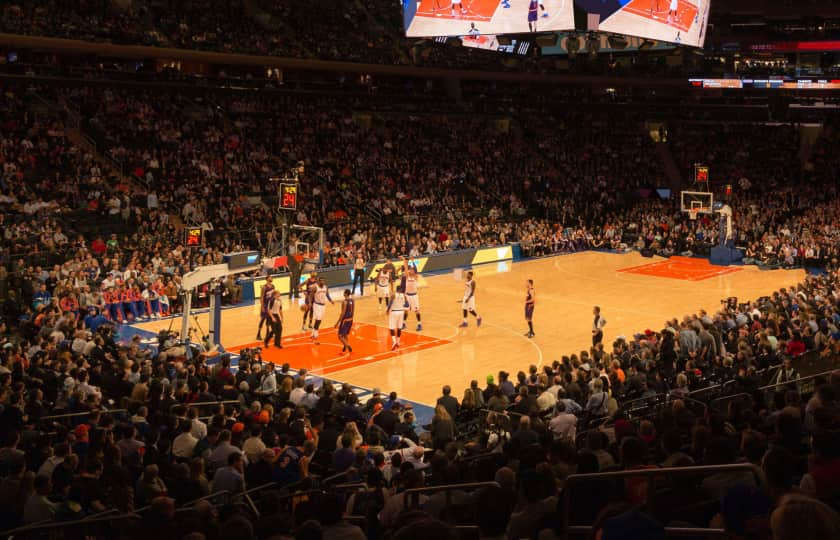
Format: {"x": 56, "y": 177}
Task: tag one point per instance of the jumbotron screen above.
{"x": 676, "y": 21}
{"x": 431, "y": 18}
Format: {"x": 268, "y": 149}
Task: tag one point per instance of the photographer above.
{"x": 268, "y": 382}
{"x": 275, "y": 320}
{"x": 170, "y": 346}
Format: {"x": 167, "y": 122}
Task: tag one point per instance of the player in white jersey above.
{"x": 409, "y": 284}
{"x": 396, "y": 310}
{"x": 383, "y": 285}
{"x": 319, "y": 305}
{"x": 468, "y": 303}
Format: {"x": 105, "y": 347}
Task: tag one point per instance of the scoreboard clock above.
{"x": 288, "y": 196}
{"x": 193, "y": 236}
{"x": 701, "y": 174}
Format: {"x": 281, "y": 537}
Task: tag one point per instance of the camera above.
{"x": 251, "y": 354}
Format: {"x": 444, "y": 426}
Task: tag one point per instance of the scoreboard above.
{"x": 288, "y": 196}
{"x": 193, "y": 236}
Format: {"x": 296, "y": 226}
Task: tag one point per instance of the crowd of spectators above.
{"x": 345, "y": 30}
{"x": 408, "y": 183}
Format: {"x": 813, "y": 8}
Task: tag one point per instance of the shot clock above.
{"x": 192, "y": 236}
{"x": 288, "y": 196}
{"x": 701, "y": 174}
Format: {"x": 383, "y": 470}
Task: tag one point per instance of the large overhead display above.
{"x": 429, "y": 18}
{"x": 675, "y": 21}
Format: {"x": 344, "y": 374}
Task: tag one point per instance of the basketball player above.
{"x": 395, "y": 311}
{"x": 345, "y": 320}
{"x": 468, "y": 303}
{"x": 319, "y": 303}
{"x": 383, "y": 285}
{"x": 359, "y": 273}
{"x": 473, "y": 32}
{"x": 672, "y": 10}
{"x": 460, "y": 7}
{"x": 533, "y": 9}
{"x": 308, "y": 298}
{"x": 530, "y": 298}
{"x": 597, "y": 326}
{"x": 275, "y": 321}
{"x": 112, "y": 302}
{"x": 409, "y": 285}
{"x": 268, "y": 294}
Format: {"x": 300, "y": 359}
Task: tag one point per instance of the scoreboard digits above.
{"x": 288, "y": 196}
{"x": 193, "y": 236}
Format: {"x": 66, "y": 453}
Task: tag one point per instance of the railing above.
{"x": 650, "y": 475}
{"x": 22, "y": 532}
{"x": 586, "y": 530}
{"x": 715, "y": 403}
{"x": 81, "y": 414}
{"x": 798, "y": 382}
{"x": 414, "y": 494}
{"x": 208, "y": 403}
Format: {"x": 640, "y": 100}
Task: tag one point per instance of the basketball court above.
{"x": 651, "y": 19}
{"x": 635, "y": 293}
{"x": 436, "y": 17}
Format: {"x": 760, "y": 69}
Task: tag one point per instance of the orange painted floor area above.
{"x": 476, "y": 10}
{"x": 657, "y": 10}
{"x": 370, "y": 344}
{"x": 684, "y": 268}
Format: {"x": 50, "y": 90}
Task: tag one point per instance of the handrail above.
{"x": 258, "y": 488}
{"x": 797, "y": 381}
{"x": 451, "y": 487}
{"x": 52, "y": 523}
{"x": 715, "y": 401}
{"x": 329, "y": 479}
{"x": 414, "y": 494}
{"x": 206, "y": 403}
{"x": 669, "y": 531}
{"x": 100, "y": 514}
{"x": 87, "y": 413}
{"x": 206, "y": 497}
{"x": 649, "y": 475}
{"x": 11, "y": 532}
{"x": 352, "y": 485}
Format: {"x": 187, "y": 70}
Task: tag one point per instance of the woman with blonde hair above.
{"x": 802, "y": 518}
{"x": 468, "y": 402}
{"x": 351, "y": 430}
{"x": 442, "y": 429}
{"x": 285, "y": 390}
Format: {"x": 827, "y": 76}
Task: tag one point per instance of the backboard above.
{"x": 701, "y": 202}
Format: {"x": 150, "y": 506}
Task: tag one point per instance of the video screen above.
{"x": 429, "y": 18}
{"x": 676, "y": 21}
{"x": 493, "y": 43}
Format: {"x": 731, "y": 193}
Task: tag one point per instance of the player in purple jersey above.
{"x": 345, "y": 320}
{"x": 530, "y": 299}
{"x": 533, "y": 14}
{"x": 267, "y": 295}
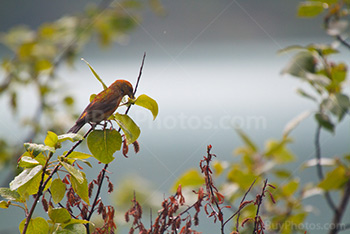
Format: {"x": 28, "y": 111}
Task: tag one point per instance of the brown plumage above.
{"x": 104, "y": 104}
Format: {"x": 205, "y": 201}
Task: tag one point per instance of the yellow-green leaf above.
{"x": 79, "y": 155}
{"x": 192, "y": 178}
{"x": 36, "y": 149}
{"x": 58, "y": 190}
{"x": 59, "y": 215}
{"x": 130, "y": 129}
{"x": 8, "y": 194}
{"x": 76, "y": 173}
{"x": 5, "y": 204}
{"x": 81, "y": 188}
{"x": 148, "y": 103}
{"x": 70, "y": 136}
{"x": 103, "y": 144}
{"x": 51, "y": 139}
{"x": 27, "y": 162}
{"x": 36, "y": 226}
{"x": 25, "y": 176}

====

DESCRIPTION OF THE TASK =>
Please repeat each record exactly and keep every picture out of the copy.

EXERCISE RESULT =>
Format: {"x": 56, "y": 177}
Task: tag one point per instance of the jumbotron screen above.
{"x": 676, "y": 21}
{"x": 431, "y": 18}
Format: {"x": 268, "y": 149}
Task: tag one point per instance of the photographer above.
{"x": 268, "y": 382}
{"x": 275, "y": 320}
{"x": 170, "y": 346}
Format: {"x": 167, "y": 122}
Task: tag one point per instance of the player in white jersey above.
{"x": 409, "y": 284}
{"x": 396, "y": 310}
{"x": 383, "y": 285}
{"x": 319, "y": 305}
{"x": 468, "y": 303}
Format: {"x": 105, "y": 347}
Task: tag one point per instance of the scoreboard clock above.
{"x": 288, "y": 196}
{"x": 193, "y": 236}
{"x": 701, "y": 174}
Format: {"x": 281, "y": 537}
Task: tag one point per instance of the camera above.
{"x": 251, "y": 354}
Format: {"x": 444, "y": 426}
Task: tag one point per instance of the scoreboard above.
{"x": 288, "y": 196}
{"x": 193, "y": 236}
Format: {"x": 296, "y": 226}
Task: tag one point per instance of the crowd of spectators above.
{"x": 345, "y": 30}
{"x": 408, "y": 183}
Format: {"x": 813, "y": 8}
Task: tag one point per instance of the shot clock above.
{"x": 192, "y": 236}
{"x": 288, "y": 196}
{"x": 701, "y": 174}
Format: {"x": 383, "y": 470}
Task: tag one point per instance of the large overhead display above.
{"x": 429, "y": 18}
{"x": 675, "y": 21}
Format: {"x": 344, "y": 374}
Task: tag one point per instance of the basketball player above.
{"x": 395, "y": 311}
{"x": 345, "y": 320}
{"x": 468, "y": 303}
{"x": 319, "y": 303}
{"x": 383, "y": 285}
{"x": 359, "y": 273}
{"x": 473, "y": 32}
{"x": 672, "y": 10}
{"x": 460, "y": 7}
{"x": 533, "y": 9}
{"x": 308, "y": 298}
{"x": 530, "y": 298}
{"x": 597, "y": 326}
{"x": 275, "y": 321}
{"x": 112, "y": 302}
{"x": 409, "y": 285}
{"x": 268, "y": 294}
Format: {"x": 300, "y": 359}
Task: tag one point per instance of the scoreboard digits above.
{"x": 288, "y": 196}
{"x": 193, "y": 236}
Format: {"x": 66, "y": 453}
Task: tag one point per instance of the railing above.
{"x": 650, "y": 475}
{"x": 22, "y": 532}
{"x": 586, "y": 530}
{"x": 715, "y": 403}
{"x": 81, "y": 414}
{"x": 798, "y": 382}
{"x": 414, "y": 494}
{"x": 208, "y": 403}
Format: {"x": 640, "y": 100}
Task: tag one point per instance of the basketball court above.
{"x": 651, "y": 19}
{"x": 635, "y": 293}
{"x": 436, "y": 17}
Format: {"x": 760, "y": 69}
Task: tag one point per instance of the orange painted floor area above.
{"x": 476, "y": 10}
{"x": 657, "y": 10}
{"x": 370, "y": 344}
{"x": 684, "y": 268}
Format: {"x": 50, "y": 90}
Task: tag one point per instance of the handrail above.
{"x": 258, "y": 488}
{"x": 797, "y": 381}
{"x": 451, "y": 487}
{"x": 52, "y": 523}
{"x": 715, "y": 401}
{"x": 329, "y": 479}
{"x": 414, "y": 494}
{"x": 206, "y": 403}
{"x": 669, "y": 531}
{"x": 100, "y": 514}
{"x": 87, "y": 413}
{"x": 206, "y": 497}
{"x": 649, "y": 475}
{"x": 11, "y": 532}
{"x": 352, "y": 485}
Format: {"x": 187, "y": 70}
Task: tag one point per instance of the woman with blonde hair above.
{"x": 802, "y": 518}
{"x": 468, "y": 402}
{"x": 351, "y": 430}
{"x": 442, "y": 429}
{"x": 285, "y": 390}
Format: {"x": 827, "y": 76}
Task: tag one point per instance of the backboard above.
{"x": 701, "y": 202}
Format: {"x": 150, "y": 506}
Task: tag one point per instance of the video screen above.
{"x": 429, "y": 18}
{"x": 676, "y": 21}
{"x": 493, "y": 43}
Format: {"x": 731, "y": 193}
Task: tag one point per instance of the player in purple jersey above.
{"x": 345, "y": 320}
{"x": 530, "y": 299}
{"x": 533, "y": 14}
{"x": 267, "y": 295}
Format: {"x": 28, "y": 111}
Task: tag one point per instance of the brown plumage above.
{"x": 104, "y": 104}
Format: {"x": 205, "y": 201}
Task: tag one point per instance of the yellow-green leaf above.
{"x": 79, "y": 155}
{"x": 192, "y": 178}
{"x": 36, "y": 149}
{"x": 58, "y": 190}
{"x": 59, "y": 215}
{"x": 130, "y": 129}
{"x": 8, "y": 194}
{"x": 76, "y": 173}
{"x": 5, "y": 204}
{"x": 81, "y": 188}
{"x": 148, "y": 103}
{"x": 70, "y": 136}
{"x": 103, "y": 144}
{"x": 51, "y": 139}
{"x": 27, "y": 162}
{"x": 36, "y": 226}
{"x": 25, "y": 176}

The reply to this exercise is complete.